[Written request 1] Report each line of the listing below that contains the string "array", copying every such line in full.

In July, she and her husband, Michael (who's keeping his day job with the
Department of Human Services for now), got their wish, working pretty much
around the clock to get Seaside Park open in time for OpSail.
The effort shows. Crafted from two smaller, side-by-side businesses -- Glen
Abbey Gourmet and Zach's New York Deli -- Seaside Park is a very pretty place,
with homey exposed brick, glazed sponge-painted walls in soothing tones of blue
and salmon-orange, and slick-as-a-whistle black-and-white tile floors. There's
a snug bar on the left, and a more spacious dining room, complete with a huge
fish tank, on the right.
If God is in the details, then Parks is a religious sort, having ferreted out
all kinds of little items that add personality: funky baskets and metal
sculptures, Villeroy & Boch-style plates, colorful sea-glass candles,
long-stemmed wine and water goblets, butter spreaders with ceramic handles in
the shape of rope. It's all vaguely nautical, without being clichéd, a
great mix of elegance and wit.
Many of her recipes are family interpretations of New England classics like
baked stuffed haddock and lobster pie, and she has hired a chef who knows how
to execute them -- James Litardo, a friend of a friend, last cooked at Gosman's
Dock in Montauk, New York, famed all over the east end of Long Island for its
fresh seafood. Litardo has a deft, subtle hand with fish and shellfish. He buys
his seafood every other day from Harbor Fish, and then he treats it with
respect, just as simple as that. The menu may be very straightforward, but the
quality is everywhere apparent.
Clam chowder is made with whole cherrystones, for instance, not canned chopped
clams. Fried seafood is breaded to order, the reason it's all so delicate.
Salmon is cut from the whole fish. No bells and whistles, just good fresh
stuff, intelligently handled.
Fried calamari, available as an appetizer or an entrée, is just plain
delicious -- lightly crisp and tasting of the sea. Quesadillas are loaded with
big chunks of lobster meat, artfully poached. And the Lobster Corn Cakes are
truly fabulous, more like a delicate soufflé than a heavy cake -- the
"trick," according to Parks, is the crushed cornflakes used as the sole binder
to the sweet lobster. The hot shrimp and artichoke dip, chockablock with tender
Maine shrimp and spinach too, is a great little shareable with its
accompaniment of warm focaccia bread, though I'd nix the word "spicy" from the
menu description.

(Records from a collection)

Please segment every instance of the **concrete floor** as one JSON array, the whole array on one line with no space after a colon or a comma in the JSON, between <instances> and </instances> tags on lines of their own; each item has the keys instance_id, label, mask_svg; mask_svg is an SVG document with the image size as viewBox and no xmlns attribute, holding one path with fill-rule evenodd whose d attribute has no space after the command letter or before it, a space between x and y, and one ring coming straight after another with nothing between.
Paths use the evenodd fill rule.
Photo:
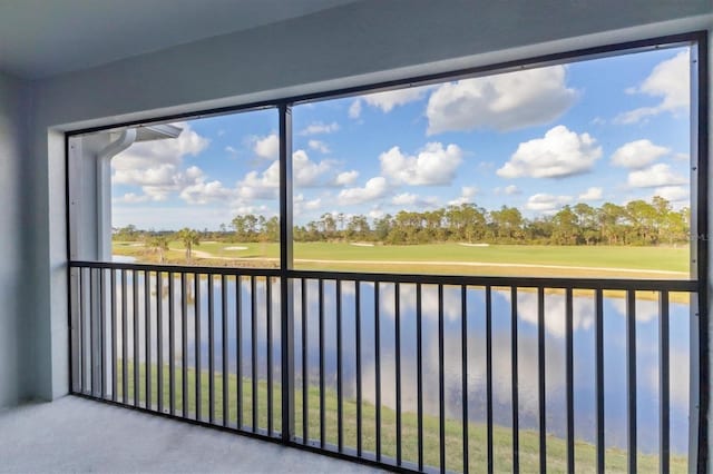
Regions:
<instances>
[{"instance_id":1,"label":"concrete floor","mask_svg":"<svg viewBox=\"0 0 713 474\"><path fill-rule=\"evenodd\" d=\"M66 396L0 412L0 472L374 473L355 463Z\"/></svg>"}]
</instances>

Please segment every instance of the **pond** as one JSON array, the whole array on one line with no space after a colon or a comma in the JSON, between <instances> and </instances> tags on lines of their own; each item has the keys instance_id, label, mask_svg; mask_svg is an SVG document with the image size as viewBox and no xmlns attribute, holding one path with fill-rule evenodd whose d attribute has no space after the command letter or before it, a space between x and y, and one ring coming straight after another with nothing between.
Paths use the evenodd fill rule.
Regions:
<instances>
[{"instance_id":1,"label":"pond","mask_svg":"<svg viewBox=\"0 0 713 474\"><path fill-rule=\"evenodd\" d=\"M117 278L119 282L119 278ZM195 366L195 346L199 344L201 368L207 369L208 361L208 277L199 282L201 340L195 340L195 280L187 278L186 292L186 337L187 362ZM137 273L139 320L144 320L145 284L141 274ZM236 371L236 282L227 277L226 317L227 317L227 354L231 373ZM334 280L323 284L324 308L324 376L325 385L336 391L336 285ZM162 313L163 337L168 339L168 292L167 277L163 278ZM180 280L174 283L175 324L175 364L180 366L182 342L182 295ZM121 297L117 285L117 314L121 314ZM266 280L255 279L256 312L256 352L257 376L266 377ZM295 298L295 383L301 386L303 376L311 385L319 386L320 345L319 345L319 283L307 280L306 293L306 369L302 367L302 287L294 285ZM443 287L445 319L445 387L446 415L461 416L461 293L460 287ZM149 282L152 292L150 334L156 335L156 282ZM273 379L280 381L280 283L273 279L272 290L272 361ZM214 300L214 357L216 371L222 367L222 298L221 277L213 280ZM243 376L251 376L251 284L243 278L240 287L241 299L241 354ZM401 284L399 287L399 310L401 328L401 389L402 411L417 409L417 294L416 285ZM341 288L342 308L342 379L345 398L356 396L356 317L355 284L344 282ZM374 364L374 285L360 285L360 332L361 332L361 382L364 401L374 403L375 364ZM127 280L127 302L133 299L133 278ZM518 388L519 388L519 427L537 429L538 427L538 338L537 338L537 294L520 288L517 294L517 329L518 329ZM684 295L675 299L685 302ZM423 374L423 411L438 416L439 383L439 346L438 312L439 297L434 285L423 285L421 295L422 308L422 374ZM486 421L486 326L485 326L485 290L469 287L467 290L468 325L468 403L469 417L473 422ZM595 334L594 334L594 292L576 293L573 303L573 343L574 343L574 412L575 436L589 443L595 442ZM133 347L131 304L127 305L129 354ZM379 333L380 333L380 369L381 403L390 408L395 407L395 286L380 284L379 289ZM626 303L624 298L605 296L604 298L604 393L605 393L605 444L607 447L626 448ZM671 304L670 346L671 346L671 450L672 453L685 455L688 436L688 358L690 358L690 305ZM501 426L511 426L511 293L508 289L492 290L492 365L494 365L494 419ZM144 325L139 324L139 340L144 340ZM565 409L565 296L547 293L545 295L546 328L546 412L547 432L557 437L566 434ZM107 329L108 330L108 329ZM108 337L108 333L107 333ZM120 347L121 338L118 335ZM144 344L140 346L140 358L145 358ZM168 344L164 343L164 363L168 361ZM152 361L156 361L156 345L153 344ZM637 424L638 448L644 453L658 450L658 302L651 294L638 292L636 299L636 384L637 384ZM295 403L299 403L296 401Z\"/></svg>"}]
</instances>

[Written request 2] Write the next part of the Seaside Park restaurant review above, picking up right after its last sentence.

[Output 1]
Please segment every instance of the **concrete floor** as one JSON array, the whole array on one line with no space after a colon or a comma in the JSON, between <instances> and </instances> tags on lines of their own; each item has the keys instance_id, label, mask_svg; mask_svg is an SVG document with the image size as viewBox and no xmlns attribute, holding one path with fill-rule evenodd whose d attribute has no space after the command letter or before it, a space between x and y, and one ring coming straight after another with nothing between.
Please segment every instance of the **pond** as one JSON array, the whole array on one line with no space after a colon or a comma in the JSON, between <instances> and </instances> tags on lines of their own; each item has the keys instance_id, label, mask_svg; mask_svg is an SVG document with the image size as viewBox and no xmlns attribute, holding one path with fill-rule evenodd whose d attribute has no space after the command letter or before it, a space between x and y, and one ring coming straight after another with nothing between.

[Output 2]
Dinners come with a tossed salad, served family style in a big wooden bowl with
more of that focaccia, a nice touch that typifies the way Parks and Litardo
seem to do everything around here.
Seaside's whole fried clams would have made my recent list of the best in town
-- but then I wouldn't have been able to taste the rest of the menu. And I beg
Parks not to take fried oysters off the menu; I know they don't sell, but they
must be spectacular.
The baked stuffed lobster pie is sinfully rich, a motherlode of lobster meat in
an old-fashioned creamy Newburg sauce, a dish that has been around forever but
is seldom handled with such care. Likewise, the broiled seafood sampler under a
mantle of crumb stuffing is a model of its kind, but more than any single
person could eat. And if the dill-horseradish on an otherwise perfect special
of fresh haddock is a little strong for some tastes, it's easy enough to avoid
the way Litardo has plated it.
For the record, there's also steak, chicken, and pork chops on the menu -- plus
a slew of tempting-sounding sandwiches and burgers at lunch. The wine list is
small, though Parks aims to expand it, and there's a good selection of local
beers and microbrews.
We shouldered on through dessert and weren't disappointed with an uncommonly
light bourbon apple bread pudding, served in a big mug, and an absolutely
sensational homemade cheesecake in a chocolaty Oreo crust. All the desserts, in
fact, are made on the premises -- surprising how that perks up the appetite,
even after a big meal.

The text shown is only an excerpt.